## Exercise instructions
Answer these questions from the text on David Rudovsky:
(a) In what year was Rudovsky named a MacArthur Fellow?
(b) In which Supreme Court case did the Court hold that the plaintiff had not proven "deliberate indifference" by the police?
(c) Which company did Rudovsky and his co-author sue in 2009?

## Text provided
= David Rudovsky =

American civil rights and criminal defense lawyer and scholar

David Rudovsky (born 1943) is an American civil rights and criminal defense lawyer. He was a founding partner, in 1971, of the law firm of Kairys & Rudovsky (later known as Kairys, Rudovsky, Messing, Feinberg and Lin). Rudovsky is a Senior Fellow at University of Pennsylvania Law School, where he teaches evidence and constitutional criminal procedure. In 1996, Rudovsky won Penn's Lindback Award for Teaching Excellence. In 1986 he was named a MacArthur Fellow by the John D. and Catherine T. MacArthur Foundation.

Rudovsky has twice appeared before the United States Supreme Court. He represented the plaintiff in Mitchell v. Forsyth, 472 U.S. 511 (1985), which addressed whether a government official could be sued for damages based on having authorized a warrantless wiretap for the purpose of gathering intelligence regarding a suspected threat to national security. The Supreme Court held that the official was immune from suit, regardless of the actual legality or illegality of the conduct, because his actions had not violated clearly established law. In addition, Rudovsky represented the plaintiff in City of Canton v. Harris, 489 U.S. 378 (1989), which addressed whether police could be sued for failing to provide medical treatment to an arrestee who had fallen down while in police custody and allegedly had suffered "emotional ailments" as a result. The Supreme Court held that the plaintiff had not proven "deliberate indifference" by the police to the plaintiff's medical condition, and therefore had not established that they were liable for damages.

In 2009, Rudovsky and his co-author, Widener University Law School Professor Leonard Sosnov (previously and subsequently an appellate public defender in Philadelphia), sued West Publishing Company over the company's issuance of a "2008-2009 pocket part" (update) to the authors' 1991 treatise on Pennsylvania criminal procedure. In prior years, the two authors had prepared annual supplements but for that year had not agreed on terms with the publisher, and so did not prepare one. When West issued a pocket part under Rudovsky and Sosnov's names anyway, which the authors considered grossly deficient, they brought suit. A jury ruled in favor of Rudovsky and Sosnov, awarding compensatory and punitive damages. Following a grant of remittitur, the case was settled on appeal on undisclosed terms.

==Works==
- Michael Avery, Karen Blum and David Rudovsky, Police Misconduct: Law and Litigation (Clark Boardman Co., 2006, 3rd ed.).
- David Rudovsky, Alan Bronstein and Ed. Koren, The Rights of Prisoners (1990).
- Human Rights in Northern Ireland (Helsinki Watch, 1991, with Norman Dorsen and Lois Whitman).

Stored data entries
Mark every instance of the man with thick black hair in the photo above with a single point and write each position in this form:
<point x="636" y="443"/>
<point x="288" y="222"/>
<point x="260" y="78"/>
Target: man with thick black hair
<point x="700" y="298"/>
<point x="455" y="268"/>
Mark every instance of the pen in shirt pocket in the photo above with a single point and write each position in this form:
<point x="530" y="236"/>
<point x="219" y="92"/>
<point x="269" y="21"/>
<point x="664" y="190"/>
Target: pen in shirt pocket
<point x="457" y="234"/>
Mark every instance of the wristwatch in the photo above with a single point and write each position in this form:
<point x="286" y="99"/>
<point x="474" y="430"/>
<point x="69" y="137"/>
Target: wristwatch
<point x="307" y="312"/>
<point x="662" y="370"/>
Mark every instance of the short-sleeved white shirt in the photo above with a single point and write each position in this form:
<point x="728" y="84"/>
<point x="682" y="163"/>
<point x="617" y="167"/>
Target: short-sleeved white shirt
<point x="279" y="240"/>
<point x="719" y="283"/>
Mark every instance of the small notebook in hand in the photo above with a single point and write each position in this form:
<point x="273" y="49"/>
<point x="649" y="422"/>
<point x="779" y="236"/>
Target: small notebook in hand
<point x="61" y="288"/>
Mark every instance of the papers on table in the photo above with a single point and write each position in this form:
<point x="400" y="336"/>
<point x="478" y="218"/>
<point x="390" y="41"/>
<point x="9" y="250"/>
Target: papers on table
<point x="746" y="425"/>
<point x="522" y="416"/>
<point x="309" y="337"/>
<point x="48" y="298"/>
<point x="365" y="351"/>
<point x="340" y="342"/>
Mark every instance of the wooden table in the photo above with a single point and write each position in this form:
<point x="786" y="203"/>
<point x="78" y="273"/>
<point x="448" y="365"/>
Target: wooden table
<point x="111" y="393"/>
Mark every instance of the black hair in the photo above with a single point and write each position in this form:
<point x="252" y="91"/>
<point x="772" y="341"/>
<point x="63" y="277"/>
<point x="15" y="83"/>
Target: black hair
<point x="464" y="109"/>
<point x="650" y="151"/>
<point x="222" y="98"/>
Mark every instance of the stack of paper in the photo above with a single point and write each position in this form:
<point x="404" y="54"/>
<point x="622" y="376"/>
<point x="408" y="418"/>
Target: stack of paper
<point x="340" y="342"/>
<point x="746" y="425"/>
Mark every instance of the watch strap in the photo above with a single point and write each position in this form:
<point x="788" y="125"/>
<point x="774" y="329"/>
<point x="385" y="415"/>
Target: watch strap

## Solution to this task
(a) 1986
(b) City of Canton v. Harris, 489 U.S. 378 (1989)
(c) West Publishing Company